BRIEF: Please output exactly the lines from the one containing "# returns e.g." through the last line of the records, both included.

MATERIALS PROVIDED:
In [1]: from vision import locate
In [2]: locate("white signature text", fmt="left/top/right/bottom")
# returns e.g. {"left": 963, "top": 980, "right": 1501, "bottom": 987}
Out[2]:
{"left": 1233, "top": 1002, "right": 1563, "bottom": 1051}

ANSWER TO THE PROBLEM:
# returns e.g. {"left": 963, "top": 980, "right": 1501, "bottom": 987}
Out[2]:
{"left": 1233, "top": 1002, "right": 1563, "bottom": 1051}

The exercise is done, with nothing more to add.